- Request -
Repeat every line below exactly as it reads.

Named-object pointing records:
——————

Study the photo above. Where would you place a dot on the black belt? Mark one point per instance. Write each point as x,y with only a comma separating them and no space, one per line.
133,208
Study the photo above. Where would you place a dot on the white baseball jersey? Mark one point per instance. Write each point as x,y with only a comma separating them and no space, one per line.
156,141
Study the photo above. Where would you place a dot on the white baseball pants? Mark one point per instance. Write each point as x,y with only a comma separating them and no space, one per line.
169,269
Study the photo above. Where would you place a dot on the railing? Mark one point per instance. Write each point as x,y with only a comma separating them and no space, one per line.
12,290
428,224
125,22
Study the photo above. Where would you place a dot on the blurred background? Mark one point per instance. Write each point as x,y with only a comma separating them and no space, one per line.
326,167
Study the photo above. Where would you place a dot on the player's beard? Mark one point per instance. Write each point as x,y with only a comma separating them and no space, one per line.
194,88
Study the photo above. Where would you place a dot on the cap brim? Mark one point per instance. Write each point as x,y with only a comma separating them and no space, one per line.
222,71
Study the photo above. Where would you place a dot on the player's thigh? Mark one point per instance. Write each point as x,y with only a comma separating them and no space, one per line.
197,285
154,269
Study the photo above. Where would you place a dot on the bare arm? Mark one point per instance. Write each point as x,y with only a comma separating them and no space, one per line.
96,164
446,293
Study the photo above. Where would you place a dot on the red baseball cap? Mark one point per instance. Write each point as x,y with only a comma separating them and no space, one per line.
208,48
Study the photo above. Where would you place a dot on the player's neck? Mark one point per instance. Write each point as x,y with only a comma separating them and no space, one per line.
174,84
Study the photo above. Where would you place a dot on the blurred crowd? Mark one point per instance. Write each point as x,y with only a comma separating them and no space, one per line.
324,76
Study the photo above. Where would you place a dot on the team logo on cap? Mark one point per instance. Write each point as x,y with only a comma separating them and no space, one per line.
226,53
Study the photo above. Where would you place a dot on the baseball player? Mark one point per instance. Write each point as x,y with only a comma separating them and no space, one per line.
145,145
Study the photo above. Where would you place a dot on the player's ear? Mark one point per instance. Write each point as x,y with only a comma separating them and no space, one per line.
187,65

——————

- Solved problem -
Study the photo above. Where would you place a dot on the black belt? Mark one point per instance. Write each point as x,y with only a comma separating them and no space, one per line.
133,208
Study the photo above. Where would you place a dot on the white baseball jersey? Mark one point per instance. Write each point as x,y with only a comma separating them and no space, one per line.
156,141
Study the photo above. Where would you place a dot on the white baseball pants? Mark one point per instance. Write each point as x,y with only a comma separating them and no space, one per line.
169,269
Study the photo above. Where would you place a dot on the railing? Mark one point per instance. Write each point as x,y with only a comma separating them and no space, one per line.
12,290
428,224
125,22
Study the photo above. Where would you place a dot on the blurred background? Mark one point per instance. Write each point as x,y with only a comma separating them and no space, one per line.
326,167
Study the photo above. Where would you place a dot on the player's beard? Mark one point per instance. Write each point as x,y with only a comma separating them and no space, one per line.
194,88
Study the photo above. Where would you place a dot on the cap brim? Mark one point per instance. Write each point as x,y with only a comma separating them and no space, one per line.
222,71
Study the photo above. Where would you place a dot on the player's thigh? Mark one point per instance. Write each point as x,y with only a comma separating them and no space, one per line.
197,285
154,269
Study the photo above. Where would you place a dot on the bare arm? Mark one point per instance. Write each point as x,y with only a comma separating them and no space, one per line.
96,164
446,293
Study the photo above. Where would you place a dot on the red baseball cap? Mark one point per instance. Write each point as x,y with only a comma separating them and no space, one per line.
208,48
Study the photo above. Where would you place a dot on the player's neck? Mark one point per instance. Write each point as x,y with only a comma separating them and no space, one per line.
174,84
Study the photo above. Where would you place a dot on the blurred crowd? Mark one point per instance. Write each point as x,y with only a comma separating them and no space, one per line.
324,76
Study the photo above. Where would you place a dot on the team logo on cap? Mark one point per instance. Write each point as x,y with only a comma separating them and no space, one per line.
226,53
Study the photo above. Where would you place a dot on the baseball player? Mark one point per instance. Write each point as x,y with only a comma separating them and no space, one per line.
145,145
Study the photo above. Where would you place a dot on the player's ear? Mark one point per instance. Write each point as x,y with only a comma separating them and no space, one per line.
187,65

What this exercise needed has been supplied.